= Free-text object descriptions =

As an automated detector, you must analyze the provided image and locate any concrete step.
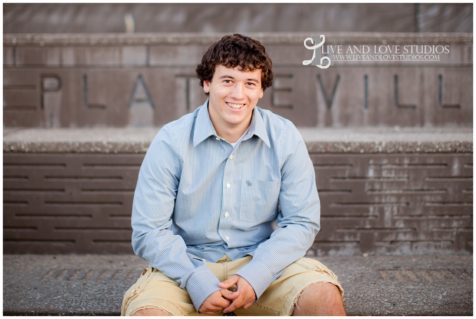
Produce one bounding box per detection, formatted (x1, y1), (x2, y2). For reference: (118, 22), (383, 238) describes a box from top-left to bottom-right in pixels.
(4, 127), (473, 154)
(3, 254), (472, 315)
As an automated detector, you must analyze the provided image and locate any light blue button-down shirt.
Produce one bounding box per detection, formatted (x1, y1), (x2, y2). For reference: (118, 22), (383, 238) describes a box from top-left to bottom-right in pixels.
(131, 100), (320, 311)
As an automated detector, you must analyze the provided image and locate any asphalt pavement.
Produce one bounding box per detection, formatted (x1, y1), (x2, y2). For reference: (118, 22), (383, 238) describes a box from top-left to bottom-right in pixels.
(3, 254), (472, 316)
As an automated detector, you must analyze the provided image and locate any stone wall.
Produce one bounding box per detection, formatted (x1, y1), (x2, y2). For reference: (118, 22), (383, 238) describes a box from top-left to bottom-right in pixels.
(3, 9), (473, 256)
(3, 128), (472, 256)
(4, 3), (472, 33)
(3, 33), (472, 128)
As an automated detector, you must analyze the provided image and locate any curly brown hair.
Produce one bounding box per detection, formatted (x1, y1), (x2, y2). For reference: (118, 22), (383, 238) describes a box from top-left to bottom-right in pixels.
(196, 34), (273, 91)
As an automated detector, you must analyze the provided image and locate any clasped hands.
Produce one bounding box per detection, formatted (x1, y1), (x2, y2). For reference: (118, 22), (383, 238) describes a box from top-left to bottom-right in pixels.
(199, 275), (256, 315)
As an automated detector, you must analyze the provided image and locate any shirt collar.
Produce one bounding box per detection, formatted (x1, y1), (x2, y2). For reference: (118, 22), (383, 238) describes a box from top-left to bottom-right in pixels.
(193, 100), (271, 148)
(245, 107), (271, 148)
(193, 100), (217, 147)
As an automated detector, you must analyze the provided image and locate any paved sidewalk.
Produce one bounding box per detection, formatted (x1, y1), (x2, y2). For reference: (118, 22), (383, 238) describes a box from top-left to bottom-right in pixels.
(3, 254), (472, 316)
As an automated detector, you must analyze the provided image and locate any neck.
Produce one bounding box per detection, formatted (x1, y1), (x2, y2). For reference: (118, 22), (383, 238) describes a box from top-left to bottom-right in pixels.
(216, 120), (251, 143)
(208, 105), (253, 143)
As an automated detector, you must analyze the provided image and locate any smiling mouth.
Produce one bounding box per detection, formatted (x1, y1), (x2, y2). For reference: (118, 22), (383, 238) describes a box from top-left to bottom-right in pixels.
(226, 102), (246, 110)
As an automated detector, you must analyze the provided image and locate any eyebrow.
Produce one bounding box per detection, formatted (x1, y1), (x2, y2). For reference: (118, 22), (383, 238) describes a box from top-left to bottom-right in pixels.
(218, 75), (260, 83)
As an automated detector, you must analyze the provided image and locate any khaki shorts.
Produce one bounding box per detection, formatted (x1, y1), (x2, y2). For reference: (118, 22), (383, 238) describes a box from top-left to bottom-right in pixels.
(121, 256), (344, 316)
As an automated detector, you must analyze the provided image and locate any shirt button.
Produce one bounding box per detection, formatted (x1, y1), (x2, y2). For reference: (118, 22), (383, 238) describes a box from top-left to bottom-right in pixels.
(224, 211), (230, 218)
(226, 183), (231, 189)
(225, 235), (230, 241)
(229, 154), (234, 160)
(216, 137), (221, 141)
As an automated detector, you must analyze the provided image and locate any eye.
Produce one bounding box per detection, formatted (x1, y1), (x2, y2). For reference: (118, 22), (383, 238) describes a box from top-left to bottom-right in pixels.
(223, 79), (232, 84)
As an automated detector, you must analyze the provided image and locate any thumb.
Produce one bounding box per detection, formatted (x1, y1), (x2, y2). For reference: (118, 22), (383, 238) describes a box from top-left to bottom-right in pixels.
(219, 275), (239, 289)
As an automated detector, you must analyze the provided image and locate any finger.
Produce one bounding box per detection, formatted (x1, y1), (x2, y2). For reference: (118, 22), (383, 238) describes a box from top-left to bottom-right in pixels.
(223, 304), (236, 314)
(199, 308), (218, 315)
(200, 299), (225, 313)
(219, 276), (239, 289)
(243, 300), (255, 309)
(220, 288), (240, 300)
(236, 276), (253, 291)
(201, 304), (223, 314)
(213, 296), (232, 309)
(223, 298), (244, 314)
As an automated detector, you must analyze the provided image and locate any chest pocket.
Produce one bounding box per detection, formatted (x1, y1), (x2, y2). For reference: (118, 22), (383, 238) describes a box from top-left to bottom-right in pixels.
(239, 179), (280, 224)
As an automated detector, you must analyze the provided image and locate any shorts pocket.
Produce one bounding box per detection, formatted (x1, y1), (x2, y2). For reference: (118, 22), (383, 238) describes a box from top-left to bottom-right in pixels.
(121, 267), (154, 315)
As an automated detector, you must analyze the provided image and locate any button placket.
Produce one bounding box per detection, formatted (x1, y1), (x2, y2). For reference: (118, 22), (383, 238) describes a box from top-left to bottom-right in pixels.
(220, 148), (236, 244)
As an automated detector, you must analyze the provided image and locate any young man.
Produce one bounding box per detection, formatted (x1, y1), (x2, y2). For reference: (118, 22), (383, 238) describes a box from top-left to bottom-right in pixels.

= Exercise =
The result is a copy of every line above where the word "shorts" shows up.

= Solution for this task =
As an automated detector, you must analyze the provided image and locate any khaki shorts.
As an automated detector, you must analyze the provided image and locate any shorts pocket.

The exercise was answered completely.